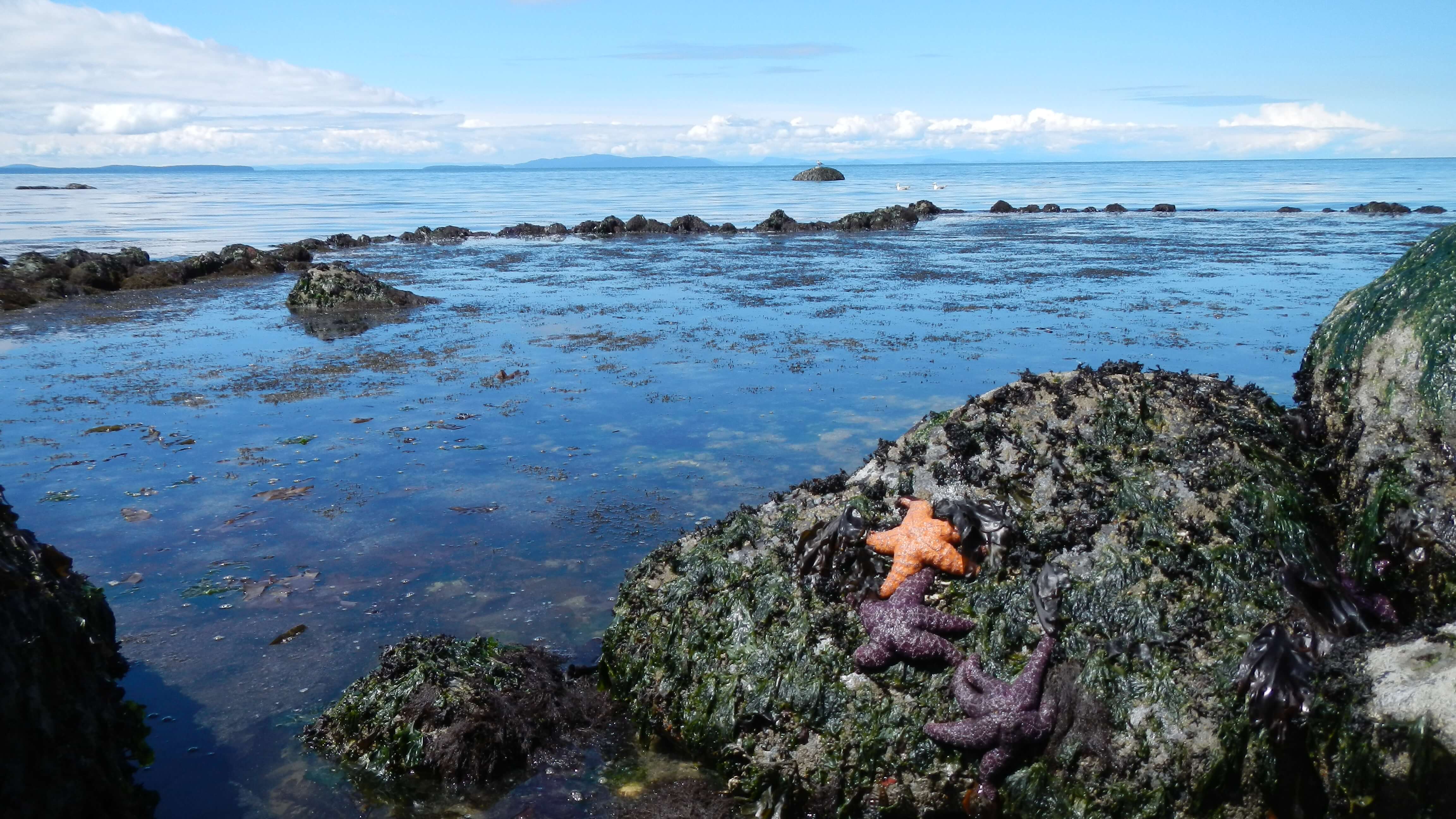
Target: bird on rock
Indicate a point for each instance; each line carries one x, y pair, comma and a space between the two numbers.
905, 629
1005, 722
918, 543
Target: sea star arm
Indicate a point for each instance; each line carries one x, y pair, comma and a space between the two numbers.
943, 623
880, 543
925, 646
874, 656
1027, 690
973, 735
975, 689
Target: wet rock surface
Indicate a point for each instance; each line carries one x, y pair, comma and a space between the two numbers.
1154, 518
70, 744
471, 719
341, 288
1380, 384
35, 277
819, 174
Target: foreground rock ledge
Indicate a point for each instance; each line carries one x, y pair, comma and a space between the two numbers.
69, 744
1171, 502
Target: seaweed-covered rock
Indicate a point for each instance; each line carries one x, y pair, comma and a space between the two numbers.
893, 218
1380, 381
689, 223
644, 225
1168, 508
70, 744
1387, 209
35, 277
341, 288
458, 715
819, 174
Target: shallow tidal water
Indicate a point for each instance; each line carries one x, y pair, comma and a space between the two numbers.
394, 483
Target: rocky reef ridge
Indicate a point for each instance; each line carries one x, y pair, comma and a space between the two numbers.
70, 744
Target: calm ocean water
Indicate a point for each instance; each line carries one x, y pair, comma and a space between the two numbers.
664, 382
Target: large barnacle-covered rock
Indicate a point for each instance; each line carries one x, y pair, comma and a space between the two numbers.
1380, 381
1168, 509
456, 716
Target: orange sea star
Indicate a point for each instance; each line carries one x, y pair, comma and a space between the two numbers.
918, 543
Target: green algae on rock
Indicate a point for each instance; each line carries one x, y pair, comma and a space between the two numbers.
1380, 382
461, 716
69, 744
1171, 502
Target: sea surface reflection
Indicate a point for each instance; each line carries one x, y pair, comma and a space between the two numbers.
494, 464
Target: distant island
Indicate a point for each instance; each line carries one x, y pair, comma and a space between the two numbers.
130, 170
592, 161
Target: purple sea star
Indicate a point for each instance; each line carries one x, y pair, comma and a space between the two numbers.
905, 629
1005, 720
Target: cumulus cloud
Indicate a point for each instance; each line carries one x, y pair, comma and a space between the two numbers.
66, 54
902, 130
1296, 116
121, 117
88, 87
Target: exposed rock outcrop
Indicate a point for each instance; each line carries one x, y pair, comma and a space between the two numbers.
1380, 384
1387, 209
35, 277
1171, 513
341, 288
819, 174
70, 745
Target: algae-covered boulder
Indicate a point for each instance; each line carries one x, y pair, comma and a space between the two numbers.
69, 744
819, 174
1380, 382
1161, 518
340, 288
462, 716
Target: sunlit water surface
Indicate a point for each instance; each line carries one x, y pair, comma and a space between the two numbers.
664, 381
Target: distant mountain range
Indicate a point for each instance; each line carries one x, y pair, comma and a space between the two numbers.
130, 170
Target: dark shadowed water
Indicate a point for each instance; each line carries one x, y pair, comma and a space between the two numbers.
395, 483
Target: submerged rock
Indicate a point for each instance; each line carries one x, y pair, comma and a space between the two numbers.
1380, 382
341, 288
1168, 509
35, 277
893, 218
70, 745
459, 715
1390, 209
819, 174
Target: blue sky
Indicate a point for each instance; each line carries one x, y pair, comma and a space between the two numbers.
370, 82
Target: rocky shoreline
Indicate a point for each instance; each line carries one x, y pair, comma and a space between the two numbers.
33, 277
1155, 594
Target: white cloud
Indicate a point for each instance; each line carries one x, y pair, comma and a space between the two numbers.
66, 54
89, 87
1296, 116
121, 117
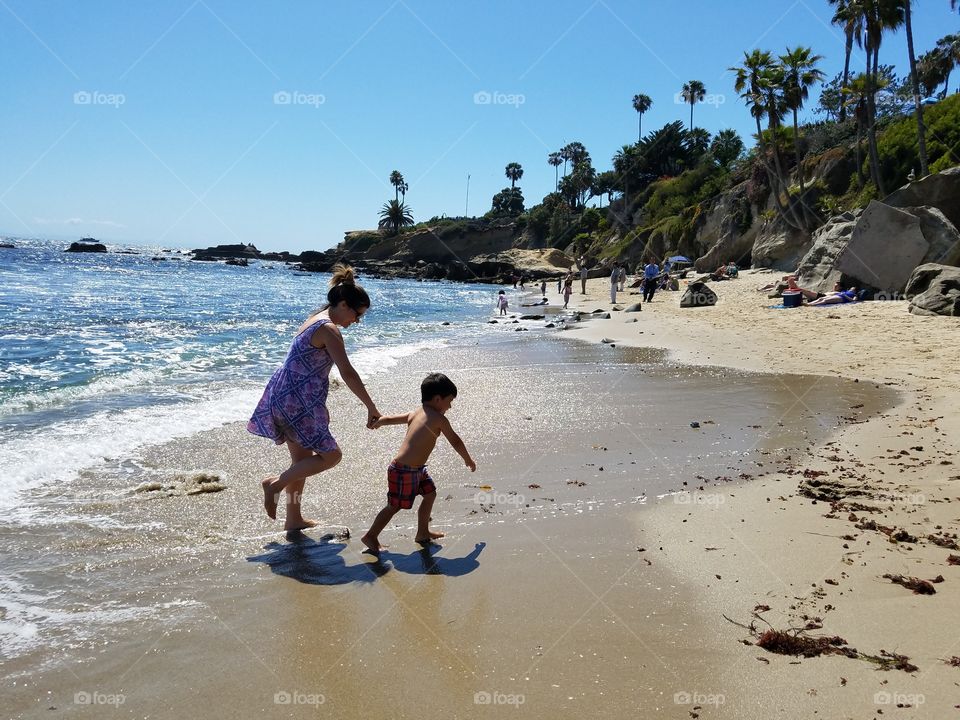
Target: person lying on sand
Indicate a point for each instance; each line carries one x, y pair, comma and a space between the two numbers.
407, 475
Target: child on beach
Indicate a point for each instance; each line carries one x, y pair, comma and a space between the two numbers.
407, 475
293, 407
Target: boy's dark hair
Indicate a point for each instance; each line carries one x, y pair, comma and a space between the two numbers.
436, 384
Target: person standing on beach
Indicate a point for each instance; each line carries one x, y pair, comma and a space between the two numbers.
293, 407
650, 274
407, 475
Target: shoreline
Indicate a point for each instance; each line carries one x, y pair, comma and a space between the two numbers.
595, 624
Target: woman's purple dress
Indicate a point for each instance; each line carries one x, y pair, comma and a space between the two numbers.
294, 405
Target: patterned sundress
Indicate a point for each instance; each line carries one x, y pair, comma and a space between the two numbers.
294, 404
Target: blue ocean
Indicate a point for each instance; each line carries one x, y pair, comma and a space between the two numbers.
104, 354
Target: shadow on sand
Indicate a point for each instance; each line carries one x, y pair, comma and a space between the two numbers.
320, 562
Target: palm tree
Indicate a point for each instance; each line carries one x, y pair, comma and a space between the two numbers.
852, 22
726, 146
555, 160
396, 179
921, 131
514, 172
800, 74
641, 103
693, 92
750, 81
395, 215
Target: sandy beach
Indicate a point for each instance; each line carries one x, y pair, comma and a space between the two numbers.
592, 560
765, 545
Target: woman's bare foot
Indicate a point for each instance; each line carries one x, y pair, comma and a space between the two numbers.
373, 544
298, 524
269, 498
431, 535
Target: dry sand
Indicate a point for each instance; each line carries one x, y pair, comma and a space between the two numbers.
764, 544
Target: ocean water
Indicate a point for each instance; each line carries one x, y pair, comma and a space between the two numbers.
118, 371
103, 354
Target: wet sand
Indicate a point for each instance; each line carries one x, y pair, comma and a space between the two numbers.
539, 599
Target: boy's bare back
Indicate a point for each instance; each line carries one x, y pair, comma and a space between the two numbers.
424, 426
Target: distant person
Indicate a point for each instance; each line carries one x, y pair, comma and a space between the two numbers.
651, 272
407, 475
293, 407
843, 296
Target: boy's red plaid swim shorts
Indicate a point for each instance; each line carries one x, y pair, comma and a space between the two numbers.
404, 483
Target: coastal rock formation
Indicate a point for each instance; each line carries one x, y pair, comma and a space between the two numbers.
698, 294
878, 247
226, 252
86, 246
941, 190
934, 290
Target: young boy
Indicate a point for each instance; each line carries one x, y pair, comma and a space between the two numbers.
407, 475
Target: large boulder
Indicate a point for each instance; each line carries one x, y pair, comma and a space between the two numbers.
885, 247
934, 290
698, 294
941, 190
817, 270
943, 236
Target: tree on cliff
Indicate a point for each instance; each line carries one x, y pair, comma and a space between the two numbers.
641, 103
555, 160
395, 215
514, 172
800, 74
693, 92
396, 179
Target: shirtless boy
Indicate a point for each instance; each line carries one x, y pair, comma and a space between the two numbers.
407, 475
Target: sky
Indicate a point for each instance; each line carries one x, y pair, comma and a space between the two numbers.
192, 123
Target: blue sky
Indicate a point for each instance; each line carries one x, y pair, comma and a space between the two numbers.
189, 123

====

**EXERCISE:**
The word to find is "boulder". Copy every line of the records that holds it.

**SOLUTION FOR THIS TASK:**
Target: algae-covered boulder
Target: large boulder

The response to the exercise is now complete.